TEXTE FOURNI:

C’est pavé de quoi, l’enfer, déjà ?
Une fois n’est pas coutume, un peu de gravité en préambule pour avertir nos éminents lecteurs qu’en fonction de leur degré de sensibilité, certaines des illustrations de cet article pourraient les déranger – on y parle d’une catastrophe. Du coup, bon, il s’agit certes de photographies parues dans la presse de l’époque, mais on préfère prévenir.
– Désolé mais c’est non.
– Mais attends au moins que je t’expl…
– J’ai dit non. Un énième billet sur le Titanic, sérieusement ? Mais on n’en peut plus du Titanic, sans déconner. On parle vingt fois par an d’une histoire que tout le monde connaît par cœur et tout le monde sait ce qu’il y a à savoir. On est un site exigeant, merde. On ne va pas exploiter ce genre de vieilles recettes pendant 107 ans.
– Alors c’est rigolo que tu réagisses comme ça parce que ça fait justement 107 ans cette année qu’il a coul…
– QU’EST-CE QUE TU N’AS PAS COMPRIS DANS NON.
– Et si je te dis que ça ne concerne pas directement le Titanic ?
– Je me méfie.
– C’est un peu lié tout de même. Une histoire de canots de sauvetage.
– Ah mais non mais bon sang pitié tout le monde sait qu’il n’y avait pas assez de canots sur ce foutu barlu.
– Ah mais justement.
– Justement quoi ?
– Tout part de là. Après le naufrage de Celui-Dont-On-Ne-Doit-Pas-dire-Le-Nom…
– Voldemort ? Il n’est pas du tout mort noyé, je te signale.
– Mais non patate, le Titanic. Bref : après le drame de 1912, on s’est un peu partout mis à faire évoluer la réglementation sur la sécurité des navires de transports de passagers. Par exemple en obligeant les compagnies maritimes à prévoir un nombre de canots de sauvetage suffisant pour évacuer tous les passagers, pas seulement les plus riches ou les plus veinards.
– Si ça peut éviter de se retrouver une fois de plus comme des cons quand on s’engueule avec un iceberg, ça me paraît plutôt une bonne idée.

DONNÉES FOURNIES:
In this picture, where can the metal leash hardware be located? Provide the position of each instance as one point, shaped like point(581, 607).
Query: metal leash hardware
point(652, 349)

TRAVAIL DEMANDÉ:
1 > Dans le texte, condensez en deux phrases la réplique qui commence par « Mais non patate, le Titanic », sans perdre ses faits principaux.
2 > D'après le texte, en quelle année le Titanic a-t-il fait naufrage ?
3 > Prolongez le dialogue sur le Titanic et les canots de sauvetage à partir de sa dernière réplique.
Ce matériau n'a aucun lien avec le texte.

RÉPONSES RÉDIGÉES:
1 > Après le naufrage du Titanic en 1912, la réglementation sur la sécurité des navires de transport de passagers a évolué un peu partout. Les compagnies maritimes ont par exemple été obligées de prévoir assez de canots de sauvetage pour évacuer tous les passagers.

2 > En 1912.

3 >
– Une bonne chose, oui. Sauf quand ça provoque indirectement la mort de 848 personnes.
– Hein ?
– Tu vois, je t’avais dit que ça t’intéresserait. Bienvenue à Chicago en juillet 1915. Trois ans ont passé depuis la catastrophe du Titanic. Aux Etats-Unis, les nouvelles règles de sécurité qui s’imposent aux compagnies maritimes sont en vigueur depuis mars 1915 et la signature par Wilson du Seamen’s Act.
– La loi sur le sperme ? Je ne vois pas le rapport avec les bateaux. Enfin je ne veux pas le voir.
– Seamen, pas semen, andouille. La loi sur les marins.
– Alors loin de moi l’idée de te contrarier mais je ne vois pas ce que vient foutre à Chicago la loi sur les marins. On n’est pas franchement au bord de l’océan, dans l’Illinois.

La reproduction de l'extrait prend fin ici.